• Written problem:
Arrange the records below, everything from the line containing "Expected: for each instance of the young" down to the line containing "x=125 y=275", as a two-column CSV with the header instruction,answer. Give one row for each record, with the record's text and its answer each in a single quoted field and every line break replaced by a space.

• Entries supplied:
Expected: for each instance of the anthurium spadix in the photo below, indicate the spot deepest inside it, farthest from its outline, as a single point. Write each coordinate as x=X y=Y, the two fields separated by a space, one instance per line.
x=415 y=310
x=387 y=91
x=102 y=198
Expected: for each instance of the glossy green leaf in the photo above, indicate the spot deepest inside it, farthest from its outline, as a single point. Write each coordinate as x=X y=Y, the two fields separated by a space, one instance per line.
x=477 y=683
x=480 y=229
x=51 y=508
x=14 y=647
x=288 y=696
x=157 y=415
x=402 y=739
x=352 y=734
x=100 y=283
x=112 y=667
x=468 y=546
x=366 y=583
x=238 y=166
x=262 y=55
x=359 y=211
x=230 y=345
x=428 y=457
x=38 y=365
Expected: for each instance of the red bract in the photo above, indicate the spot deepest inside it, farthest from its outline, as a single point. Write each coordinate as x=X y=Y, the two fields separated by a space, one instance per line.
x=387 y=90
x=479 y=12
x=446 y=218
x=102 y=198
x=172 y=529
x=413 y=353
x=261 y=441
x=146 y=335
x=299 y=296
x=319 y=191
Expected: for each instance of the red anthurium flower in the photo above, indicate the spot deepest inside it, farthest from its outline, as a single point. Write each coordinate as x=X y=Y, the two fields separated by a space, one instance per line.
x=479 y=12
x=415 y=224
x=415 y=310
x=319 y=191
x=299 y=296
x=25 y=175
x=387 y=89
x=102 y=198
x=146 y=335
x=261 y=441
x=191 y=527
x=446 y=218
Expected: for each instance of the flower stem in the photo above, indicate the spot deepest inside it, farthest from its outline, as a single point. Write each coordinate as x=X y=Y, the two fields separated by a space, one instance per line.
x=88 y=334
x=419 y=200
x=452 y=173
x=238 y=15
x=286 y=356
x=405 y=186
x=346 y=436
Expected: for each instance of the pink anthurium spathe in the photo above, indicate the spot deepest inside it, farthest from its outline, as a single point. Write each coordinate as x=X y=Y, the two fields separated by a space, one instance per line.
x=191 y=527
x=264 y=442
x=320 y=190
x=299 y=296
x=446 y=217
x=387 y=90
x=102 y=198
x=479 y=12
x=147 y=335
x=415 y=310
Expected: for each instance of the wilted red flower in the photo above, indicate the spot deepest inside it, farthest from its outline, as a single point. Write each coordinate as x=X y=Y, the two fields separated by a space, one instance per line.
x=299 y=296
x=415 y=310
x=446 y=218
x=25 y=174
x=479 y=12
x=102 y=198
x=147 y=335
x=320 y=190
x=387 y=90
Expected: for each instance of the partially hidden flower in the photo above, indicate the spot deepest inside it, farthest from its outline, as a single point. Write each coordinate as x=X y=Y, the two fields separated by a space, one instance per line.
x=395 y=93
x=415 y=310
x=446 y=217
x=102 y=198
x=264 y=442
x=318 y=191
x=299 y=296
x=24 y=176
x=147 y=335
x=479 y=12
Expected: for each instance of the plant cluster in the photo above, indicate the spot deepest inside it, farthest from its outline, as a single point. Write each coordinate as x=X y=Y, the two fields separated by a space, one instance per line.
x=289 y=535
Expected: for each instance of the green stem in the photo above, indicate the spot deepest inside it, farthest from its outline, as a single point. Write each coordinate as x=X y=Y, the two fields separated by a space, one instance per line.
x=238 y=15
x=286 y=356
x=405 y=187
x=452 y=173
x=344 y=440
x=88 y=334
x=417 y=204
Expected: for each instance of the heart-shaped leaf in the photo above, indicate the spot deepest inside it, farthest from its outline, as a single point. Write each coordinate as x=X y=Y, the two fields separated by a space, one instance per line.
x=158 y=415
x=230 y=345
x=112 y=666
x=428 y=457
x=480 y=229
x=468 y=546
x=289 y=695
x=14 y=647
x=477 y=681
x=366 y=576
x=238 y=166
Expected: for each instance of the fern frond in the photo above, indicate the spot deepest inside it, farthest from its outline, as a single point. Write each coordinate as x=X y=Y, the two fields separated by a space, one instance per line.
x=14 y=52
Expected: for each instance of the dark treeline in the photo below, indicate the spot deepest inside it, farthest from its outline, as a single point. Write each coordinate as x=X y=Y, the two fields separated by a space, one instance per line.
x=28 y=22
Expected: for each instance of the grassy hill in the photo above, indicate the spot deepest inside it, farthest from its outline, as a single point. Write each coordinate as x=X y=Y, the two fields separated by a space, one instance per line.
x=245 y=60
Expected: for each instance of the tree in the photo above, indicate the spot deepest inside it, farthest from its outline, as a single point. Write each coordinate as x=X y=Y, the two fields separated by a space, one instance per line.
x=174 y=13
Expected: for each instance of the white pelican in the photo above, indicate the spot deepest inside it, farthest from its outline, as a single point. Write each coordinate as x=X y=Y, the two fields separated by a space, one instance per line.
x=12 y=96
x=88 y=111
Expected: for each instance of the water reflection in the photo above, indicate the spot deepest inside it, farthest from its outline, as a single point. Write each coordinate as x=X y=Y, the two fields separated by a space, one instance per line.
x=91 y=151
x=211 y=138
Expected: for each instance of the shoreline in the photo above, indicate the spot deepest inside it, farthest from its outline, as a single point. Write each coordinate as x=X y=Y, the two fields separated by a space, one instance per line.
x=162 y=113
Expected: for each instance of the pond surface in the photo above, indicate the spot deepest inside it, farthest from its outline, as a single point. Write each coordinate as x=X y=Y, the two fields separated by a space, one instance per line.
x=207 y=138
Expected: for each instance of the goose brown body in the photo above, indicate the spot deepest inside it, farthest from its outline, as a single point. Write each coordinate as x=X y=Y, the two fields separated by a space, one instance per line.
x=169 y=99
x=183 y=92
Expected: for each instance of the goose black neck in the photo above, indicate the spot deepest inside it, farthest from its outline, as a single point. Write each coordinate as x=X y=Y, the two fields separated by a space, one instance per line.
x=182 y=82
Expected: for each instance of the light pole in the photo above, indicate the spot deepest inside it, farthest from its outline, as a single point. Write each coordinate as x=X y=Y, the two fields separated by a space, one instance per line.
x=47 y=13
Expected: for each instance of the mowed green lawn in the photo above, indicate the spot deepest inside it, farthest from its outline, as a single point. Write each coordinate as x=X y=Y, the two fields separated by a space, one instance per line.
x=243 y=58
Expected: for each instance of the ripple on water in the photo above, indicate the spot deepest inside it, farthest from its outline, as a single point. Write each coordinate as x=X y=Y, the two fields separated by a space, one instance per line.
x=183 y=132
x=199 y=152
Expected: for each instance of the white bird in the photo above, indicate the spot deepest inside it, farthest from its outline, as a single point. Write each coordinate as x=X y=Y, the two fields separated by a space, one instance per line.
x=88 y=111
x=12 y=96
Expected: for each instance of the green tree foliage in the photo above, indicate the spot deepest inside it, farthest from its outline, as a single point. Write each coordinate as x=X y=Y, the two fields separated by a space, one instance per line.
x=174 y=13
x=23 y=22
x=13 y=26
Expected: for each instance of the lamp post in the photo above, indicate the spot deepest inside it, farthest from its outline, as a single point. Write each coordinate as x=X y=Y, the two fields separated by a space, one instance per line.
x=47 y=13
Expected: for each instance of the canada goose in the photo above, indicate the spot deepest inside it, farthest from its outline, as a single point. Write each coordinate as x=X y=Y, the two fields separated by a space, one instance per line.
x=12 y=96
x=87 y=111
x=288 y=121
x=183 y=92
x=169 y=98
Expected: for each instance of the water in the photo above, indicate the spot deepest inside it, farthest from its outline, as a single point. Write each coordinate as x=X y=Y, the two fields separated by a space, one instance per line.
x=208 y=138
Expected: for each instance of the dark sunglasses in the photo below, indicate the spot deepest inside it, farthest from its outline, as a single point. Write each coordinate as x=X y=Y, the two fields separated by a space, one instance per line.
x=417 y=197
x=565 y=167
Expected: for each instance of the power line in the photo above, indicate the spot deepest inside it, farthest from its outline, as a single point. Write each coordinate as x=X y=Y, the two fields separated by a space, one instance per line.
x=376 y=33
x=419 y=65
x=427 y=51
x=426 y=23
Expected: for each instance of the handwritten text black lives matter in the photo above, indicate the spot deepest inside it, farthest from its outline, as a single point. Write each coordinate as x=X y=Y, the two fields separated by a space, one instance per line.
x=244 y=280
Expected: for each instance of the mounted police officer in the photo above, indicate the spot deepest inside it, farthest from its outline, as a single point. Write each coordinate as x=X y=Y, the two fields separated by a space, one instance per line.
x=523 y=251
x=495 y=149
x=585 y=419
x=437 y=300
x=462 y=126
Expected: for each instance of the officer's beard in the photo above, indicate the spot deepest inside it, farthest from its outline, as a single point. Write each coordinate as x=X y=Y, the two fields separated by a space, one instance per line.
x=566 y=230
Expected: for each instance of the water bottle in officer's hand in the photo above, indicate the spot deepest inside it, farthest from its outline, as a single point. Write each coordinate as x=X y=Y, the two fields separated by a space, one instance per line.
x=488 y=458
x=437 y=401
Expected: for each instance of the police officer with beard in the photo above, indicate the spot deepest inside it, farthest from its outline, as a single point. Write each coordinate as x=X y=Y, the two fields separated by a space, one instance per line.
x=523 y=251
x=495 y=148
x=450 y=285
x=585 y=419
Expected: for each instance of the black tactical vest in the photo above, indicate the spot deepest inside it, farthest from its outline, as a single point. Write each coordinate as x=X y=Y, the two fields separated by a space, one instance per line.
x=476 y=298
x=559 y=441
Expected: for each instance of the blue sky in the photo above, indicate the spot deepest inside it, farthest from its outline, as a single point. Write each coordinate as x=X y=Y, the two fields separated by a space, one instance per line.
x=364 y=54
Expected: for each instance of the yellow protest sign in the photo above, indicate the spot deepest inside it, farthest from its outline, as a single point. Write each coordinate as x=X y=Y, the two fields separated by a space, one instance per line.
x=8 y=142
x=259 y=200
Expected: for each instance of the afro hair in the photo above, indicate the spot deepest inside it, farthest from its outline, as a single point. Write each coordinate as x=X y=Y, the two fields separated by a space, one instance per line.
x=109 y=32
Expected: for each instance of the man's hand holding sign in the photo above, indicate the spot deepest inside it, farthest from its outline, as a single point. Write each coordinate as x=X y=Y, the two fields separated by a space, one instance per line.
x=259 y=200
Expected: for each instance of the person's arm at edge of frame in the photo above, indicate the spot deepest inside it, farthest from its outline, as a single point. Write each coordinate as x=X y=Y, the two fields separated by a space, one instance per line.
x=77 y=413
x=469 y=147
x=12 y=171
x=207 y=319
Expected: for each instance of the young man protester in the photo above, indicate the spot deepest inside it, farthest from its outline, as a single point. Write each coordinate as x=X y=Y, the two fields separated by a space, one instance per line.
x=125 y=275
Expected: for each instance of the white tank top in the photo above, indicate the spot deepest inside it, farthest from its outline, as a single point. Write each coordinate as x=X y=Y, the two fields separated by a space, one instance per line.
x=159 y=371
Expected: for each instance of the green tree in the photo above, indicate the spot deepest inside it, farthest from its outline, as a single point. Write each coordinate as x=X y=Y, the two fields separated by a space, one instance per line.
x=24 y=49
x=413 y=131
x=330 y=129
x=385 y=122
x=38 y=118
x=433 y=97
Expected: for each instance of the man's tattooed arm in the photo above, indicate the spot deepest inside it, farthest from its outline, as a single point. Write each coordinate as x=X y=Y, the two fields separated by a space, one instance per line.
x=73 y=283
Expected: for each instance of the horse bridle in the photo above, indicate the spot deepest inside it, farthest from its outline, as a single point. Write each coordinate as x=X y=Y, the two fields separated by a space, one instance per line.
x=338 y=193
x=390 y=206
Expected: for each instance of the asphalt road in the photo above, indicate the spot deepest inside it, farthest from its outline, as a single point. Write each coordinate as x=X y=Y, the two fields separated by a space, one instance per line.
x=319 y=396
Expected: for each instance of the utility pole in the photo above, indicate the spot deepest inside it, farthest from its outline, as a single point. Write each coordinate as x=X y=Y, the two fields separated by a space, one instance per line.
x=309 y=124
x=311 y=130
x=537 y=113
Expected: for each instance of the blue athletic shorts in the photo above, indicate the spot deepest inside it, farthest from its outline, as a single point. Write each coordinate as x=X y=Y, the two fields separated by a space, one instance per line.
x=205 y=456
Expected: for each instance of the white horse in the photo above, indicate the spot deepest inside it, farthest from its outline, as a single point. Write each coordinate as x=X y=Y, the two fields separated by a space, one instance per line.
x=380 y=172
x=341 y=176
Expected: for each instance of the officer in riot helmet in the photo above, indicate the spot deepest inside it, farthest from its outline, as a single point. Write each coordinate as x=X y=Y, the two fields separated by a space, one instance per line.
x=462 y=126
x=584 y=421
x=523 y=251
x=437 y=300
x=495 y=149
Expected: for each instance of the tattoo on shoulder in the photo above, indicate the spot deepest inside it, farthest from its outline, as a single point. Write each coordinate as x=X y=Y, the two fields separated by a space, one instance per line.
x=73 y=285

• Correct result:
instruction,answer
"Expected: for each instance of the young man protester in the photo above, indicate the spot deepest inside it, farthest from its outline, as a single point. Write each coordinate as x=X y=Y, the two fields separated by a space, one instance per line.","x=125 y=275"